##### Entries supplied

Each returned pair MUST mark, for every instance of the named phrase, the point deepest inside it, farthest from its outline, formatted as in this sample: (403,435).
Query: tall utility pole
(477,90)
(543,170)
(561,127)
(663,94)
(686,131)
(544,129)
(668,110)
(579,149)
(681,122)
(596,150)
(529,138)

##########

* [Stated task]: Put every line of the data above into a Markdown table with two columns, Row and Line, giving each line its row number and leaving out blank lines.

* [Complete output]:
| Row | Line |
|---|---|
| 1 | Each returned pair MUST mark, for every instance of the named phrase, the point deepest inside it, farthest from its outline, formatted as in this sample: (403,435). |
| 2 | Query: tall utility pole |
| 3 | (477,90) |
| 4 | (543,170) |
| 5 | (561,127) |
| 6 | (663,94) |
| 7 | (686,131) |
| 8 | (544,129) |
| 9 | (668,110) |
| 10 | (579,149) |
| 11 | (681,122) |
| 12 | (596,150) |
| 13 | (529,138) |